Col titolo “La Chiesa e lo scandalo degli abusi sessuali”, il Card. Ratzinger ha inteso contribuire a quello che lui chiama “un nuovo inizio”, necessario dopo il dilagare di detto scandalo.
Nonostante egli ci tenga a farsi chiamare “papa emerito”, è ovvio che il suo intervento non ha alcunché di formale, come peraltro dice lui stesso, mentre ha invece molto di personale; il che non inficia minimamente il valore complessivo del suo scritto, per certi aspetti apprezzabile, piuttosto rivela come la personalità del Card. Ratzinger sia connotata dalla tendenza ad addossare la responsabilità dei grandi accadimenti a fattori sempre lontani da lui stesso e dall’ambito in cui ha svolto il suo lavoro di teologo e il suo compito di Pastore, e questo nonostante sia stato sempre implicato negli stessi accadimenti, e spesso con responsabilità di primo piano.
In questo lungo articolo che ha voluto preparare, pubblicare e fare diffondere, egli ritiene di potere e di dovere presentare la grave crisi in cui versa da alcuni anni la Chiesa a causa degli scandali, a partire dalla crisi vissuta dalla società nel suo complesso.
Ora, non v’è dubbio che da alcuni secoli lo stato del mondo è andato sempre più peggiorando a causa dell’allontanamento dell’uomo da Dio, e il Card. Ratzinger lo fa notare, ma questo la Chiesa lo ha sempre saputo e quindi avrebbero dovuto saperlo i Pastori che guidano i fedeli, compreso lo stesso Ratzinger, che è stato perito al Vaticano II, vescovo diocesano, cardinale a Roma, Prefetto custode della “Dottrina della Fede” e Papa.
Altrettanto indubbio è il fatto che la crisi che affligge la Chiesa ha la stessa causa: l’allontanamento dei chierici da Dio. Il Card. Ratzinger, a suo modo, lo ricorda, ma stupisce che egli, nell’articolo, inquadri la crisi nella Chiesa nella crisi della società, come se la vita nella Chiesa fosse mossa necessariamente ed esclusivamente dalla società.

Dati forniti
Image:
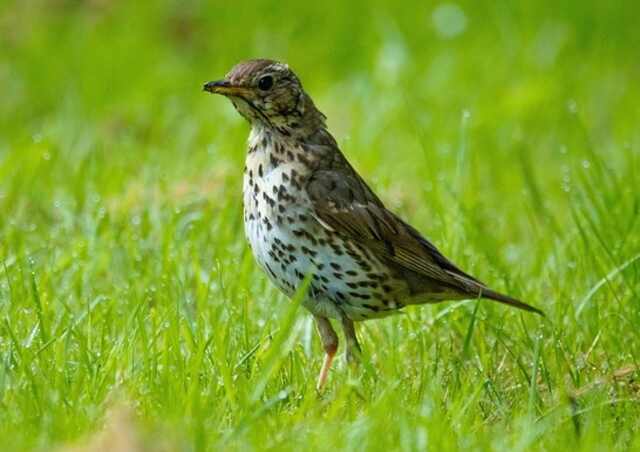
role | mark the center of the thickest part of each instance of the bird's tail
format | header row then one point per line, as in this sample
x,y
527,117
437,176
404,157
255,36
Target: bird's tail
x,y
488,293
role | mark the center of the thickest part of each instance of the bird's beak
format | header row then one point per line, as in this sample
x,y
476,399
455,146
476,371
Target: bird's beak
x,y
225,88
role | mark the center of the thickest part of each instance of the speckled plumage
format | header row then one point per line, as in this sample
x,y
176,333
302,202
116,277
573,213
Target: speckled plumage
x,y
307,211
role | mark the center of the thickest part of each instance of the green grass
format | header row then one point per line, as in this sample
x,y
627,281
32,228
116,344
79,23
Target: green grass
x,y
124,275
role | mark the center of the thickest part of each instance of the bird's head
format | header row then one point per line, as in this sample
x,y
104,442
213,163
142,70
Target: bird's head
x,y
268,94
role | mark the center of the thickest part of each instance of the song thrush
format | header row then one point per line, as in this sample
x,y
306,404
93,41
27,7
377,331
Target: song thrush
x,y
308,212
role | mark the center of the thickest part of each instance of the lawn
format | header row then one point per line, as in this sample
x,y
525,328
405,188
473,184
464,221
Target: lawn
x,y
133,315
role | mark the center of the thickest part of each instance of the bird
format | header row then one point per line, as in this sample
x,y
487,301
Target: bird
x,y
310,218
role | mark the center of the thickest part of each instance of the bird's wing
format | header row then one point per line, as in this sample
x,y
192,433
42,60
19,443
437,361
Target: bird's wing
x,y
344,204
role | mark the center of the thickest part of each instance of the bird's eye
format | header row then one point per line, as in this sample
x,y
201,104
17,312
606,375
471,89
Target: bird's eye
x,y
265,83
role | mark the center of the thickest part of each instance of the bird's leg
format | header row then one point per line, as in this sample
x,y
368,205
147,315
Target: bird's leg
x,y
353,350
330,344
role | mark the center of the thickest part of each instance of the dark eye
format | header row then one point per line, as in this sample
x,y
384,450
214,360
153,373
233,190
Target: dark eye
x,y
265,83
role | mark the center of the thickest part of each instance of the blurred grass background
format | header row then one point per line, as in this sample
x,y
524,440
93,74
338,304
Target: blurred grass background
x,y
506,131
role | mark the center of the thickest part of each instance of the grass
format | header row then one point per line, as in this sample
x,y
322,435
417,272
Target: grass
x,y
507,133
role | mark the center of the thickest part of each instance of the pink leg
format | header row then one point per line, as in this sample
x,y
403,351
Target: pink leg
x,y
330,345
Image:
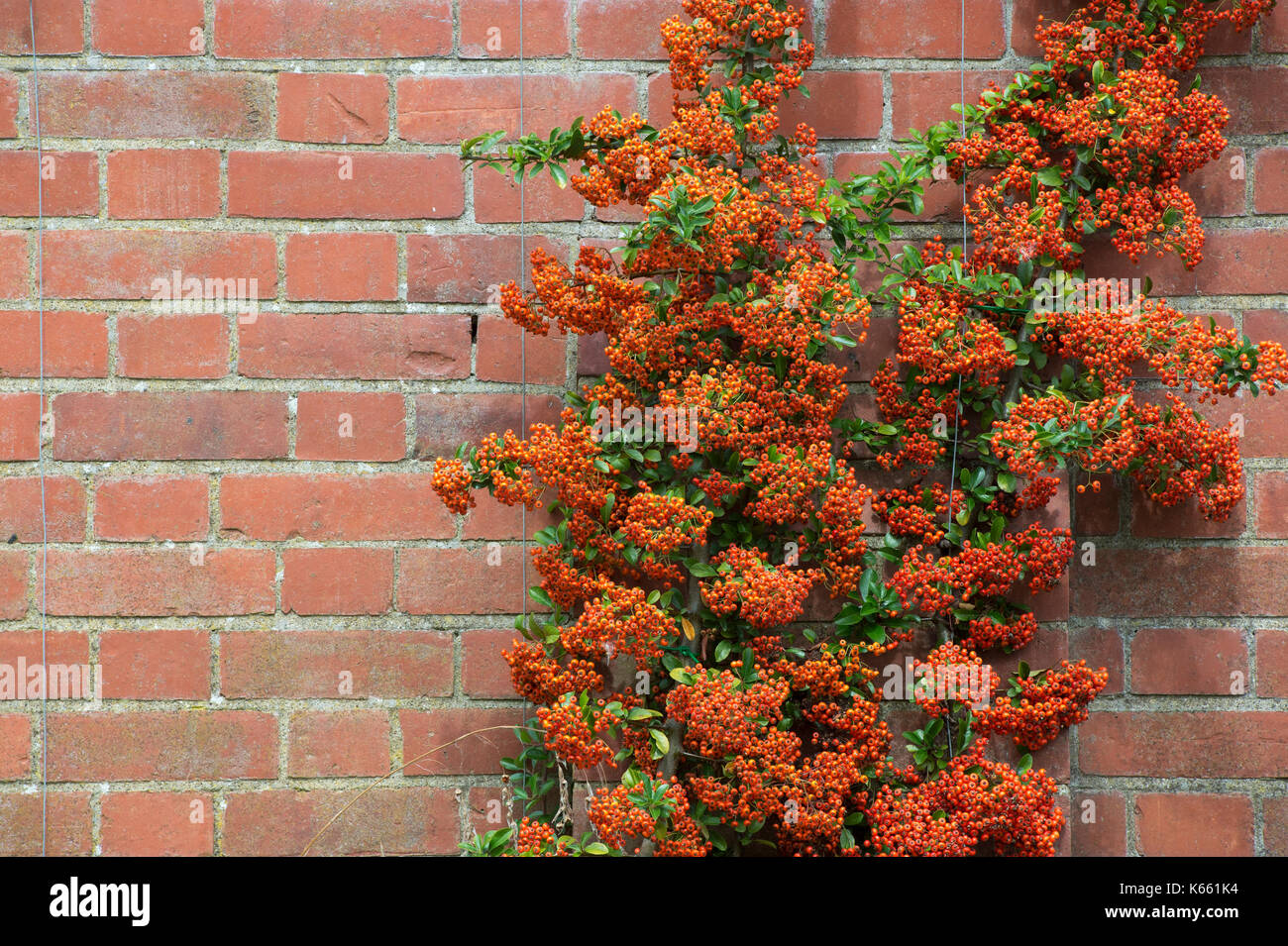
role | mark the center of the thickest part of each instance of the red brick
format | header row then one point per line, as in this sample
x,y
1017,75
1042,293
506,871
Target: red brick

Esercizio assegnato 1
Secondo il testo selezionato, con quale titolo il Card. Ratzinger ha presentato il suo scritto?
Esercizio assegnato 2
Stampa dal testo selezionato il passo che va da "Nonostante egli ci" fino a "di primo piano.".

Risposta esercizio 1
"La Chiesa e lo scandalo degli abusi sessuali".

Risposta esercizio 2
Nonostante egli ci tenga a farsi chiamare “papa emerito”, è ovvio che il suo intervento non ha alcunché di formale, come peraltro dice lui stesso, mentre ha invece molto di personale; il che non inficia minimamente il valore complessivo del suo scritto, per certi aspetti apprezzabile, piuttosto rivela come la personalità del Card. Ratzinger sia connotata dalla tendenza ad addossare la responsabilità dei grandi accadimenti a fattori sempre lontani da lui stesso e dall’ambito in cui ha svolto il suo lavoro di teologo e il suo compito di Pastore, e questo nonostante sia stato sempre implicato negli stessi accadimenti, e spesso con responsabilità di primo piano.